Shona Stewart was prostituted and trafficked for 16 years before becoming a pastor. Last year, she started Dignity House, a ministry that helps women leave the sex trade. Photo by Aaron Epp

Prostitute-turned-pastor helps sex trade workers build new lives

WINNIPEG, MB—A new safe house in Winnipeg aims to help women leave the sex trade.

Shona Stewart founded Dignity House last year. Stewart, a pastor and counsellor who herself was prostituted and trafficked for 16 years, aims to create a stable home environment where women can build a new way of life.

From addiction, to mental health concerns, to family issues, to not knowing any other way of life, women leaving the sex trade face a variety of different obstacles, Stewart says. It typically takes numerous attempts to get out before a woman leaves it behind entirely.

Working in the sex trade “negatively affects the mental, spiritual and emotional aspects of the person,” Stewart says. “It’s a huge journey for these women [to get out]. There’s so much for them to go through and overcome.”

The house can accommodate up to three women. A house manager is also on-site full-time to assist.

Outline labeling records
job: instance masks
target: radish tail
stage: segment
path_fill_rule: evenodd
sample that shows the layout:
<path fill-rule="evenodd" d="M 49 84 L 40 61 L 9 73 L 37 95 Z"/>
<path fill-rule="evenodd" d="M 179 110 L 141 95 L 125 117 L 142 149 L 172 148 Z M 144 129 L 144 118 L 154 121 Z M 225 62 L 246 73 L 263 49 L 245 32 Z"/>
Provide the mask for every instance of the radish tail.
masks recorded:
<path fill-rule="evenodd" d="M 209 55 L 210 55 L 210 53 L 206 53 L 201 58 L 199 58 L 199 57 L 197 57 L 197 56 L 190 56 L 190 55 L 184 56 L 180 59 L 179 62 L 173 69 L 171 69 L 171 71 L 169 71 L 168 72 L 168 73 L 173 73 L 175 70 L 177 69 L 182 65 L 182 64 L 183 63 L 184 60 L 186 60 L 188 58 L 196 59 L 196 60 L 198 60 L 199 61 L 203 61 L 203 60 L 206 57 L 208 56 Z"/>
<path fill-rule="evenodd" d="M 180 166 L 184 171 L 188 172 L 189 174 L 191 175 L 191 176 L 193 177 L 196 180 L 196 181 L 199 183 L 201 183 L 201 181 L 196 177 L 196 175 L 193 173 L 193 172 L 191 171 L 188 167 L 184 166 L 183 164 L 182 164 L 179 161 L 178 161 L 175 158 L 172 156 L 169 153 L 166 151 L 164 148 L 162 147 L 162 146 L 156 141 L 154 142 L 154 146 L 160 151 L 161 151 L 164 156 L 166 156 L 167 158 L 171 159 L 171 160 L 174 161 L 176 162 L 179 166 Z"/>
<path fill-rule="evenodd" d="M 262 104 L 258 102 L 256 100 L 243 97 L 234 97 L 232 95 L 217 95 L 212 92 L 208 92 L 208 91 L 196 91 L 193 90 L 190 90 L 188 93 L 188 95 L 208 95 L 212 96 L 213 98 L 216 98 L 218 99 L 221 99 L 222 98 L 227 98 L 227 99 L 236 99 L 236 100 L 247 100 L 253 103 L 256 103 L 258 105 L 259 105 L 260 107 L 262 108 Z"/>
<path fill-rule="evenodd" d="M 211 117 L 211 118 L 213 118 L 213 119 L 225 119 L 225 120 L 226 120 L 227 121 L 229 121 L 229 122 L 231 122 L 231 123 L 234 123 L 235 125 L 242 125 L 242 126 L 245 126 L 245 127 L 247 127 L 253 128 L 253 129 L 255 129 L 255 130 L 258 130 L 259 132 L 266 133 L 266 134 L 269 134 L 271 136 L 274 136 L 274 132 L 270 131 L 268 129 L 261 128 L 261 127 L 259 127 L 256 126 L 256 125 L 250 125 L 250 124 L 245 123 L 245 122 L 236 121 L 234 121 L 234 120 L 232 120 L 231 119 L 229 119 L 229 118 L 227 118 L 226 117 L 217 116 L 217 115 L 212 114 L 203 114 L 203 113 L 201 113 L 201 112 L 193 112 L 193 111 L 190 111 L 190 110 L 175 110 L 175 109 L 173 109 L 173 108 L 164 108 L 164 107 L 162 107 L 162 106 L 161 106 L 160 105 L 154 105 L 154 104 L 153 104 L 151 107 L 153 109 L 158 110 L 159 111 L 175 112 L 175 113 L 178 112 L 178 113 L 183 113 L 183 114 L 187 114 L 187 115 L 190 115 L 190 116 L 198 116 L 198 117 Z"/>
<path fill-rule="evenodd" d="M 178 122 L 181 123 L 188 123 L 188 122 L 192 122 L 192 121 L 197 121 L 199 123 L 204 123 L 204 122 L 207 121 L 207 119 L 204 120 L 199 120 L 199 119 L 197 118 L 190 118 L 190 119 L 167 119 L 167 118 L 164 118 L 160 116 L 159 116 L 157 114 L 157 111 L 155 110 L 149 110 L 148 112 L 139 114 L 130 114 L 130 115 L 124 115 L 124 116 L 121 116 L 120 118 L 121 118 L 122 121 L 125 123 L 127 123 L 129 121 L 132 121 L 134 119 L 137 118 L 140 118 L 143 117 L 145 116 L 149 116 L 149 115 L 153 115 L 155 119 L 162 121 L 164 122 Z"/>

Stated goal A: From the Dignity House article, set down the stretch from "From addiction, to" through "full-time to assist.", word for word.
Stated goal B:
Answer these questions from the Dignity House article:
(i) For how many years was Shona Stewart prostituted and trafficked?
(ii) How many women can the house accommodate?
(iii) Who is on-site full-time at the house?

Task result A:
From addiction, to mental health concerns, to family issues, to not knowing any other way of life, women leaving the sex trade face a variety of different obstacles, Stewart says. It typically takes numerous attempts to get out before a woman leaves it behind entirely.

Working in the sex trade “negatively affects the mental, spiritual and emotional aspects of the person,” Stewart says. “It’s a huge journey for these women [to get out]. There’s so much for them to go through and overcome.”

The house can accommodate up to three women. A house manager is also on-site full-time to assist.

Task result B:
(i) 16 years
(ii) Up to three
(iii) A house manager